--- Directions ---
1 – Reproduce the opinion piece on coal and clean energy word for word, everything from "Amin Al-Habaibeh, Professor" down to "provide clean energy.".
2 – Carry on the opinion piece about disused coalmines and clean energy from the point where it stops.

--- Excerpt provided ---
--- START ---

Amin Al-Habaibeh, Professor of Intelligent Engineering Systems at the Nottingham Trent University explains in an article on The Conversation website how disused coalmines can provide clean energy.
OPINION: How the legacy of dirty coal could create a clean energy future
Energy from coal is now being linked to global warming and pollution on a global level. In fact, it has been estimated that coal contributes to 25% of greenhouse gases.
Coal use has caused severe negative environmental impacts, from its mining and processing, to its transportation and combustion, leading to high levels of pollution. In October 2017, a United Nations weather agency report indicated that levels of carbon dioxide surged at “record-breaking speed” compared to 2016.
Around the world, coal mining contributed historically to the industrial revolution and played an important part in the development of modern society. But many mines have since been closed in the UK and Europe. In the UK, this led to hard financial times and unemployment in many communities, including the miners’ strikes of the 1970s and 1980s, an impact recorded in the 1996 movie Brassed Off.

--- END ---

(Items from a dataset)
--- START ---

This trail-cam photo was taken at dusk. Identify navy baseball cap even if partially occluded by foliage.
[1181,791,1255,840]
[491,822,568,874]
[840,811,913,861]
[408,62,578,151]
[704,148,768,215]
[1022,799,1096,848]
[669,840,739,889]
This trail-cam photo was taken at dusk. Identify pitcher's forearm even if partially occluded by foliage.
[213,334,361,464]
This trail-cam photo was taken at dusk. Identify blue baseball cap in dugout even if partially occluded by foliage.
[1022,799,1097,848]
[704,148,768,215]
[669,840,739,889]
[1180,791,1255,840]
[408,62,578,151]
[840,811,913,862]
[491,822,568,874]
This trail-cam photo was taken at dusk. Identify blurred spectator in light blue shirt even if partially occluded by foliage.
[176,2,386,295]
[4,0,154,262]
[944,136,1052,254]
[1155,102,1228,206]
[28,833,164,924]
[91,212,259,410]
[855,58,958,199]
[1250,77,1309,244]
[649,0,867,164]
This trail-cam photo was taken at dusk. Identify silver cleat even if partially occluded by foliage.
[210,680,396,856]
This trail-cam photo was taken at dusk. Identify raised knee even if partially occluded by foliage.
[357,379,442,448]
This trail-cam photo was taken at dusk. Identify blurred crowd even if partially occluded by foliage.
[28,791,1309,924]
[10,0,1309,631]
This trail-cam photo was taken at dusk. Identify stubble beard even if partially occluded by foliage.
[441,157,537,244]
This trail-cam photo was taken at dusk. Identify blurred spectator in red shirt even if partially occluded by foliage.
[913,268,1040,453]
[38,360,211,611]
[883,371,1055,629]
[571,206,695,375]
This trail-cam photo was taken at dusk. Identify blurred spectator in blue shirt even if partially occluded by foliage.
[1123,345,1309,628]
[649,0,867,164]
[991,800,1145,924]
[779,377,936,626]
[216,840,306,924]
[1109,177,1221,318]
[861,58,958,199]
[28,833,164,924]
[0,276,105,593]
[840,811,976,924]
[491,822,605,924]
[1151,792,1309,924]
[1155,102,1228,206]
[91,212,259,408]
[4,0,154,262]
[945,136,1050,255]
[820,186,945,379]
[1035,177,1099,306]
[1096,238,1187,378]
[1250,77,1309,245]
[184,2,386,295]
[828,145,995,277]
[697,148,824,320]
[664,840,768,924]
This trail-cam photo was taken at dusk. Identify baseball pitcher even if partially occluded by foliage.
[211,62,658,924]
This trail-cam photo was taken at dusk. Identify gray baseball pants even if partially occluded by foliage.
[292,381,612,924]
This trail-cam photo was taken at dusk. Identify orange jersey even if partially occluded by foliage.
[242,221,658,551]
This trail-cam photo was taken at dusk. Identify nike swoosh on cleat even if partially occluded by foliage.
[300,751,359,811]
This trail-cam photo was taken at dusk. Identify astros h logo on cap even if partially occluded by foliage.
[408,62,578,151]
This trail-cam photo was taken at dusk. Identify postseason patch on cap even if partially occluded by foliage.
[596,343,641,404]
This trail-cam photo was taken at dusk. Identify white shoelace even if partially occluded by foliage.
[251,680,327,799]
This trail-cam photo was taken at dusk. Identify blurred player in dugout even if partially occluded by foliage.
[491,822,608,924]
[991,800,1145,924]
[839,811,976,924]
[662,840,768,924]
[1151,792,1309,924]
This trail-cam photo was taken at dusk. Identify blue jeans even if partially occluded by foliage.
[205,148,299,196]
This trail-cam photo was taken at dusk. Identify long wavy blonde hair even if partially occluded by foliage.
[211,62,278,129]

--- END ---

--- Your written answers ---
1 –
Amin Al-Habaibeh, Professor of Intelligent Engineering Systems at the Nottingham Trent University explains in an article on The Conversation website how disused coalmines can provide clean energy.

2 –
But what happens inside the coalmines after their closure? Surprisingly, most disused coalmines start producing methane – known as Coal Mine Methane (CMM) – which can be a clean source of energy. It can be used to generate electricity via gas engines or, with some technical processing, be fed into the gas grid. Over time, however, the mines will begin to fill with water and the methane will almost entirely disappear.
Water, water everywhere
But this will create yet another opportunity. The UK’s historic coal mines have an approximate residual void space of a billion cubic metres. When flooded, that’s the equivalent of 400,000 Olympic swimming pools of water at a stable temperature. This vast volume of water can be used for efficient heating and cooling applications and reduce carbon emissions.
But how? A recent publication by the team at Nottingham Trent University explains. The water in the coalmines is generally at a stable temperature – normally between 12C and 20C depending on the location – which makes it perfect for warming, or cooling, buildings or industrial processes.
We developed and tested a new technology for several years using two systems, one at Markham Vale and one at the National Coal Mining Museum for England, and found it can use this water to provide green, sustainable energy to homes and businesses in the UK.
Opportunities and challenges
The technology, which is based on using water source heat pumps, is simple and straightforward and works along similar lines to a refrigerator or air-conditioning system. It produces no noise or local air pollution and is also three or four times more efficient than a standard electric heater or gas boiler.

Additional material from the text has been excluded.